Stated task: Give every line of the rows below as a JSON list of strings, one string per line, skipping blank lines. Leave the picture placeholder lines out of the answer.

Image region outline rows
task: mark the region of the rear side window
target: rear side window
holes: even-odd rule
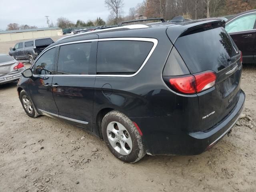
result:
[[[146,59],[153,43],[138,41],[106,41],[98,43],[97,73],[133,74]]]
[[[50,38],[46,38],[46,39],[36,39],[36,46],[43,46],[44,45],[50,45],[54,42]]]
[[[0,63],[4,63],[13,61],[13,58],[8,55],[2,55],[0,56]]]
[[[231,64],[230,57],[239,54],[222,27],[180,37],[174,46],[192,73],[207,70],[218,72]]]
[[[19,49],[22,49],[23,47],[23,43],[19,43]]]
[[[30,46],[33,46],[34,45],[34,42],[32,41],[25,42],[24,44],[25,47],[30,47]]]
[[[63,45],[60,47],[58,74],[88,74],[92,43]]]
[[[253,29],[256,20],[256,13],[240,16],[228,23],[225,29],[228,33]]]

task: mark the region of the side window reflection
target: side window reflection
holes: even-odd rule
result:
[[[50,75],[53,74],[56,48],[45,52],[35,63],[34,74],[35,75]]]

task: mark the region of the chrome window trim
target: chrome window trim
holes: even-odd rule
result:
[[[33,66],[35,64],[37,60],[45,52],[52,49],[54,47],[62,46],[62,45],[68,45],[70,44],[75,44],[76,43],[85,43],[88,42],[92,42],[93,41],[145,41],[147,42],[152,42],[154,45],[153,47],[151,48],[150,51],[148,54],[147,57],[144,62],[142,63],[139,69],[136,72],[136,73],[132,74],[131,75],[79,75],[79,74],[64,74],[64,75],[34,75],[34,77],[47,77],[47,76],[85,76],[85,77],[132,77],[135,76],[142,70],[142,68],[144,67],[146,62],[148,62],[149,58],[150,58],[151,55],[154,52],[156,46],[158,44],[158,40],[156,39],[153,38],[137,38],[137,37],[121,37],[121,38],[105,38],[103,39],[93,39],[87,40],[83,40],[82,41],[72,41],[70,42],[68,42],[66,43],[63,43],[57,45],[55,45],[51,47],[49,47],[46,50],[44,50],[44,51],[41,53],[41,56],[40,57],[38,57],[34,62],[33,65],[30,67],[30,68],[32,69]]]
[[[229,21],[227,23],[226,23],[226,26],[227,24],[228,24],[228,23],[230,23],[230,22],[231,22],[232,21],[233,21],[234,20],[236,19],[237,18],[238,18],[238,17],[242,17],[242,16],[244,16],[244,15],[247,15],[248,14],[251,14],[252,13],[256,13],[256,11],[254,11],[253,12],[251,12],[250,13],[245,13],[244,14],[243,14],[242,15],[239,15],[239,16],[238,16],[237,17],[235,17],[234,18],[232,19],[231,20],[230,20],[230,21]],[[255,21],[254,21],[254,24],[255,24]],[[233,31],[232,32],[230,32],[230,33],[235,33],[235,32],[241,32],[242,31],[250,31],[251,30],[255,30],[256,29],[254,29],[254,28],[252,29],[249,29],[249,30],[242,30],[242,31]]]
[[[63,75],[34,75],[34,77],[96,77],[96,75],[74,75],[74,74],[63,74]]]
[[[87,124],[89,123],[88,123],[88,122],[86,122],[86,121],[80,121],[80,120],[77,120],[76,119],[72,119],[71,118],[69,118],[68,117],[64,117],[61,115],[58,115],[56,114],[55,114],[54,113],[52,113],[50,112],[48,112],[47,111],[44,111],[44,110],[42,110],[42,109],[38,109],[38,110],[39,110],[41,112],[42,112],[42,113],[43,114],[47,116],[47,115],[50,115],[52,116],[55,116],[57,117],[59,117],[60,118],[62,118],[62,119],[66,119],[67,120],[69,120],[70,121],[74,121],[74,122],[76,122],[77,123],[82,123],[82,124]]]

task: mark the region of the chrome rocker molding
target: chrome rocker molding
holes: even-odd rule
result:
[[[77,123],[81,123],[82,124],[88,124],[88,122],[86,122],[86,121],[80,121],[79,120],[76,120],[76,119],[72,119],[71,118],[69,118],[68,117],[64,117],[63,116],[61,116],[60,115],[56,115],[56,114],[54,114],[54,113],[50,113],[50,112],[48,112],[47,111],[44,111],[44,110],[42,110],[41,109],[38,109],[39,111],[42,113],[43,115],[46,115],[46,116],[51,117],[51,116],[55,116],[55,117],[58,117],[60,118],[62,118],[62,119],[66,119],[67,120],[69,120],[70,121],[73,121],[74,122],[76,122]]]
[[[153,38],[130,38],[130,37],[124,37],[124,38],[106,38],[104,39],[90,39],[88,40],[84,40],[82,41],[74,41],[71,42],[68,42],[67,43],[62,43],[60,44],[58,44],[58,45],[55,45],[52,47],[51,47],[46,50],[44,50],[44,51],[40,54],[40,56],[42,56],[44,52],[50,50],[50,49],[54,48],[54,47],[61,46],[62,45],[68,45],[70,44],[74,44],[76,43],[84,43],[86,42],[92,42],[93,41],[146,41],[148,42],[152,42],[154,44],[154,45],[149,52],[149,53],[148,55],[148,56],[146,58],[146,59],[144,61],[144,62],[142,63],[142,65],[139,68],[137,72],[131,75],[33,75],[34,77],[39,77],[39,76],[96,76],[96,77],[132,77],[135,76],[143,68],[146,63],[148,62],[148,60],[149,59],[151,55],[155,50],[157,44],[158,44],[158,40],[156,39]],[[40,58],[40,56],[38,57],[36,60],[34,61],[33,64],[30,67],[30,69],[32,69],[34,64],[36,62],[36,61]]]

Response for this exercise:
[
  "task: mark the region of the rear side window",
  "target: rear side window",
  "holes: even-odd rule",
  "result:",
  "[[[146,59],[153,43],[138,41],[106,41],[98,43],[97,73],[133,74]]]",
  "[[[50,38],[46,38],[46,39],[36,39],[36,46],[43,46],[44,45],[50,45],[54,42]]]",
  "[[[0,63],[4,63],[13,61],[13,58],[8,55],[2,55],[0,56]]]",
  "[[[231,64],[230,57],[239,54],[222,27],[180,37],[174,46],[192,73],[207,70],[218,72]]]",
  "[[[19,49],[22,49],[23,47],[23,43],[19,43]]]",
  "[[[30,46],[33,46],[34,45],[34,42],[32,41],[25,42],[24,44],[25,47],[30,47]]]",
  "[[[63,45],[60,47],[58,74],[88,74],[92,43]]]",
  "[[[253,29],[256,20],[256,13],[240,16],[228,23],[225,29],[228,33]]]",
  "task: mark the region of the side window reflection",
  "target: side window reflection",
  "holes: even-odd rule",
  "result:",
  "[[[50,75],[53,74],[56,48],[45,52],[35,63],[34,74],[35,75]]]",
  "task: mark the region of the chrome window trim",
  "target: chrome window trim",
  "holes: even-odd rule",
  "result:",
  "[[[33,66],[35,64],[37,60],[45,52],[52,49],[54,47],[62,46],[62,45],[68,45],[70,44],[75,44],[76,43],[85,43],[88,42],[92,42],[93,41],[145,41],[147,42],[152,42],[154,45],[153,47],[151,48],[150,51],[148,54],[147,57],[144,62],[142,63],[139,69],[136,72],[136,73],[132,74],[131,75],[79,75],[79,74],[64,74],[64,75],[34,75],[34,77],[47,77],[47,76],[85,76],[85,77],[132,77],[135,76],[142,70],[142,68],[144,67],[146,62],[148,62],[149,58],[150,58],[151,55],[154,52],[156,46],[158,44],[158,40],[156,39],[153,38],[137,38],[137,37],[121,37],[121,38],[105,38],[103,39],[93,39],[87,40],[83,40],[82,41],[72,41],[70,42],[68,42],[66,43],[63,43],[57,45],[55,45],[51,47],[49,47],[46,50],[44,50],[44,51],[41,53],[41,56],[40,57],[38,57],[34,62],[33,65],[30,67],[30,68],[32,69]]]",
  "[[[229,21],[227,23],[226,23],[226,26],[227,24],[228,24],[228,23],[230,23],[230,22],[231,22],[232,21],[233,21],[234,20],[236,19],[237,18],[238,18],[238,17],[242,17],[242,16],[244,16],[244,15],[247,15],[248,14],[251,14],[252,13],[256,13],[256,11],[254,11],[253,12],[251,12],[250,13],[245,13],[244,14],[243,14],[242,15],[239,15],[239,16],[238,16],[237,17],[235,17],[234,18],[232,19],[231,20],[230,20],[230,21]],[[255,21],[254,21],[254,24],[255,24]],[[233,31],[232,32],[230,32],[230,33],[235,33],[235,32],[241,32],[242,31],[250,31],[251,30],[255,30],[256,29],[254,29],[254,28],[252,29],[249,29],[249,30],[242,30],[242,31]]]",
  "[[[63,75],[34,75],[34,77],[96,77],[96,75],[74,75],[74,74],[63,74]]]",
  "[[[87,124],[89,123],[88,123],[88,122],[86,122],[86,121],[80,121],[80,120],[77,120],[76,119],[72,119],[71,118],[69,118],[68,117],[64,117],[61,115],[58,115],[56,114],[55,114],[54,113],[52,113],[50,112],[48,112],[47,111],[44,111],[44,110],[42,110],[42,109],[38,109],[38,110],[39,110],[41,112],[42,112],[42,113],[43,114],[47,116],[47,115],[50,115],[52,116],[55,116],[57,117],[59,117],[60,118],[62,118],[62,119],[66,119],[67,120],[69,120],[70,121],[74,121],[74,122],[76,122],[77,123],[82,123],[82,124]]]",
  "task: mark the region of the chrome rocker molding",
  "target: chrome rocker molding",
  "holes: even-odd rule",
  "result:",
  "[[[77,123],[81,123],[82,124],[88,124],[88,122],[86,122],[86,121],[80,121],[79,120],[76,120],[76,119],[72,119],[71,118],[69,118],[68,117],[64,117],[63,116],[61,116],[60,115],[56,115],[56,114],[54,114],[54,113],[50,113],[50,112],[48,112],[47,111],[44,111],[44,110],[42,110],[41,109],[38,109],[39,111],[42,113],[43,115],[46,115],[46,116],[51,117],[51,116],[55,116],[55,117],[58,117],[60,118],[62,118],[62,119],[66,119],[67,120],[69,120],[70,121],[73,121],[74,122],[76,122]]]",
  "[[[153,38],[130,38],[130,37],[124,37],[124,38],[106,38],[104,39],[90,39],[88,40],[84,40],[82,41],[74,41],[71,42],[68,42],[67,43],[62,43],[60,44],[58,44],[58,45],[55,45],[52,47],[51,47],[46,50],[44,50],[44,51],[40,54],[40,56],[42,56],[44,52],[50,50],[50,49],[54,48],[54,47],[61,46],[62,45],[68,45],[70,44],[74,44],[76,43],[84,43],[86,42],[92,42],[93,41],[146,41],[148,42],[152,42],[154,44],[154,45],[149,52],[149,53],[148,55],[148,56],[146,58],[146,59],[144,61],[144,62],[142,63],[142,65],[139,68],[137,72],[131,75],[33,75],[34,77],[39,77],[39,76],[96,76],[96,77],[132,77],[135,76],[143,68],[146,63],[148,62],[148,60],[149,59],[151,55],[155,50],[157,44],[158,44],[158,40],[156,39]],[[40,58],[40,56],[38,57],[36,60],[34,61],[33,64],[30,67],[30,69],[32,69],[34,64],[36,62],[36,61]]]"
]